[Document extract]
#####

This system of floating and disappearing controls may sound peculiar, but it's actually quite intuitive and very easy to use. Although very detailed editing may require you to zoom quite a long way in on a clip, it's still nice not to have to obscure your arrangement with a whole new window (which would then need to be closed or hidden). It may be only a subtle refinement, one less window and a few less mouse clicks, but it makes a big difference to the feel of things.
Also new in Tracktion 2 is a step entry mode for MIDI data, which allows notes to be entered one at a time from a MIDI controller connected to the active track. A new note appears at the current play marker position, after which the insert point jumps ahead to the next snap position. Chords can be entered as well as single notes, and are recognised appropriately. Straightforward and, yes, intuitive.
Another new feature is the ability to load and play Quicktime movies in synchronisation with your track. The implementation is basic, but nonetheless useful for anybody wanting to score to picture. However, while movie playback works, is straightforward and certainly usable, I found that there were one or two quirks associated with it.
First of all, movies are displayed in an entirely separate window. This is understandable, since there's no way anything but the smallest of video players could have been incorporated directly into the Edit window. Even so, having a separate movie window — which disappears from view the moment you click anywhere in the Edit window — is a bit of a pain, and perhaps not the kind of thing you'd expect from an application with a revolutionary user interface. The movie window does at least have a 'Keep window on top' option, which solves the problem of it disappearing, and ought to be enabled by default, but isn't. (This may seem like excessive nitpicking, and it perhaps says something about how smooth and well designed the rest of Tracktion's user interface is that this one little quirk seemed quite so noticeable. In a different application, I might not even have mentioned something so small.)
Another, stranger quirk concerns showing and hiding the movie window. The 'proper' method for doing this is to click the 'options' button, then either check or uncheck the 'show Quicktime movie window' option in the pop-up menu that appears. This works perfectly well. However, if, like me, you make the mistake of closing the movie window either by right-clicking its title in the Windows taskbar and choosing Close, or with the standard Alt + F4 keyboard shortcut, you may find it then becomes impossible to get the movie window back. Even reloading the file afresh didn't provide a fail-safe cure for this. Mackie have confirmed that they are aware of this problem, and expect to have a patch available soon.
Tracktion's box proudly announces that 'more than $500 worth' of plug-ins are bundled with the software. These include IK Multimedia's Sampletank LE sample-based instrument and Amplitube LE amp simulator effect, and Linplug's RMIV drum machine, along with a good selection of freeware plug-ins.

#####

[Collected data entries]
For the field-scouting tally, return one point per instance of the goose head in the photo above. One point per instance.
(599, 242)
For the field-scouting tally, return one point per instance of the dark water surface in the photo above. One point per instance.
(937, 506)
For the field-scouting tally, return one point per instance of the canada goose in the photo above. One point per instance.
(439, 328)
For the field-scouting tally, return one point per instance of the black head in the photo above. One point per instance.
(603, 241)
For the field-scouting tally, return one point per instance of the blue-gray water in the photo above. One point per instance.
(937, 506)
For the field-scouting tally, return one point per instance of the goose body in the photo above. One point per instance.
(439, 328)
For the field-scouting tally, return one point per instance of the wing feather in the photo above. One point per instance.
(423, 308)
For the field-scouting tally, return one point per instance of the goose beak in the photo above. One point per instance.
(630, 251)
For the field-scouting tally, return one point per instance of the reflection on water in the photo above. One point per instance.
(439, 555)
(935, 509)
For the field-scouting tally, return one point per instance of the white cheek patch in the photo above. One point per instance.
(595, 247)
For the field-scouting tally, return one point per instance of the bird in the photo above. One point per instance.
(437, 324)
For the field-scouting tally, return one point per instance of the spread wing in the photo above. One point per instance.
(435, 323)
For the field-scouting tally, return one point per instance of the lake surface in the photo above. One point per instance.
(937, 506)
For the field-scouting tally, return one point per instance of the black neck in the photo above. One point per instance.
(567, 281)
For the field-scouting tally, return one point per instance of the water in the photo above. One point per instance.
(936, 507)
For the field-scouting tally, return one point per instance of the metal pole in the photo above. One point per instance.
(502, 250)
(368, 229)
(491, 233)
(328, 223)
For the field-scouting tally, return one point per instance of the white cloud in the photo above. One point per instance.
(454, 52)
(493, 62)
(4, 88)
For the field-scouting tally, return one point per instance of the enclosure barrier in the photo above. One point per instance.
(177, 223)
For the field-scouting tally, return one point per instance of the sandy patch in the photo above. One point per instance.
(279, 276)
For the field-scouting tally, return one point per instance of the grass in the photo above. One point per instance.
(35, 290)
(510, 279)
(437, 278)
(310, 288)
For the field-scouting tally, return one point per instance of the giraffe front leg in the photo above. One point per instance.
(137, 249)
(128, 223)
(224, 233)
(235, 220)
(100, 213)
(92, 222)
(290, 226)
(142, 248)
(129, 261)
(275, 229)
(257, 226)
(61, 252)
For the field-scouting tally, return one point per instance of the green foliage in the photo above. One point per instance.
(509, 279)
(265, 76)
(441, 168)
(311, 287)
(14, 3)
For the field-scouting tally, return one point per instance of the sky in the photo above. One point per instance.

#####

[Complete the following]
1. According to the Tracktion 2 review, which two ways of closing the movie window can make it impossible to bring back?
2. Please write a continuation of the Tracktion 2 review that picks up after its final sentence.

[Task answers]
1. Right-clicking its title in the Windows taskbar and choosing Close, or using the Alt + F4 keyboard shortcut.

2.
The RMIV drum machine is an impressive VSTi, which marries flexible drum synthesis with sample playback, and makes a valuable addition to the bundle. Similarly, Sampletank LE and Amplitube LE are both well worth having, the former being a very usable sample-based virtual sound module, the latter a useful source of good guitar (and other) sounds.
Mackie also bundle their own 'Mixing Suite' of plug-ins, including a de-esser, mono and stereo side-chain compressors, and Final Mix, a powerful mastering plug-in combining six-band parametric EQ and three-band multi-band dynamics. Various other effects and instruments are included, many of which will be familiar to anyone who's ever gone browsing for freebies on the web. These may or may not be useful, but are at any rate a thoughtful addition, and will save new users the bother of having to go looking for extra gizmos to play with.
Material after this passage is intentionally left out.